## Extracted text
'''

A confidential report proposing badly needed measures to make fireworks production safer remains ignored a year after being submitted to the government, a reliable army source has told The Times.

Since the recommendations were made, by the explosives committee, three fireworks factories have blown up and four men have lost their lives in these explosions. A fifth died in an accident at another factory.

The source said the authorities' failure to take action on the proposals means that the activity is still largely unregulated.

The explosives committee is the body responsible for overseeing fireworks production but it acts merely as a consultative body and does not have enforcement powers.

Its report pointed out that despite the fact that the activity is covered by a tailor-made act, The Explosives Ordinance, there is no system or body in place to see that these regulations are being adhered to.

The committee recommended a review of the state of fireworks factories and the setting up of a team of experts who would be able to perform random spot-checks to verify that the regulations are being strictly adhered to.

The regulations governing fireworks factories stipulate that stores should be separated from rooms in which the fireworks are produced.

The committee is informed that a number of factories do not operate according to these specifications, the source said. However, in the absence of an enforcement arm, nothing can really be done about these breaches.

'''

## Data excerpt
'''

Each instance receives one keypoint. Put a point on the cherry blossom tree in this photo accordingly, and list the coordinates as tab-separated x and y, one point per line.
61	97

'''

## Work order A
Retype the part of the fireworks safety article that opens with the words containing "Since the recommendations" and closes with "still largely unregulated.".
## Work order B
Answer these questions from the fireworks safety article:
(i) How many fireworks factories have blown up since the explosives committee made its recommendations?
(ii) What is the name of the act that covers fireworks production?
(iii) According to the regulations, what should stores be separated from?
## Work order C
Proceed with the fireworks safety article from where it stops.

## Answer section A
Since the recommendations were made, by the explosives committee, three fireworks factories have blown up and four men have lost their lives in these explosions. A fifth died in an accident at another factory.

The source said the authorities' failure to take action on the proposals means that the activity is still largely unregulated.

## Answer section B
(i) Three.
(ii) The Explosives Ordinance.
(iii) The rooms in which the fireworks are produced.

## Answer section C
The only checks now performed on fireworks factories are those carried out by the Civil Protection Department when the licence of a factory is renewed or a new one issued. The check, however, does not deal with whether the premises conform to the regulations, CPD Chief Peter Cordina told The Times.

"We make sure that the place is properly equipped in terms of fire fighting equipment and that there is good access for fire engines in the case of an explosion," Mr Cordina said.

Explosions at fireworks factories made the headlines a number of times this summer. Three men died from injuries they sustained on July 5 when blasts ripped through the factory of St Joseph's De Rohan Band Club in Wied Qirda, Siggiewi.

On the night of August 19 the Gharb fireworks factory was razed to the ground by a violent explosion that took place when no one was around. And last month, a 58-year-old man from Balzan died at the St Gabriel fireworks factory in Iklin after a mixture of explosives he was handling blew up in his hands.

In another type of accident, a man from Qormi was crushed to death by a press he was cleaning at the St Sebastian factory in Wied ic-Cawsli, Qormi at the end of July.

The Times had sent a series of questions about the issue to the Home Affairs Ministry but were redirected to the Parliamentary Secretary at the Office of the Prime Minister, Tony Abela. The secretariat's staff then directed The Times to the explosives committee, which pointed the newspaper back to Dr Abela.

Contacted on the phone, Dr Abela said he could not answer the questions himself.

However, when asked whether he could tell this to Brigadier Carmel Vassallo, who chairs the explosives committee, he declined, asking whether he should take orders from a journalist.

Among other things, The Times asked the authorities whether fireworks factories are subject to random checks verifying that the conditions of the licence granted to these factories are being met and whether the fireworks factories which blew up over the summer had been subjected to such checks.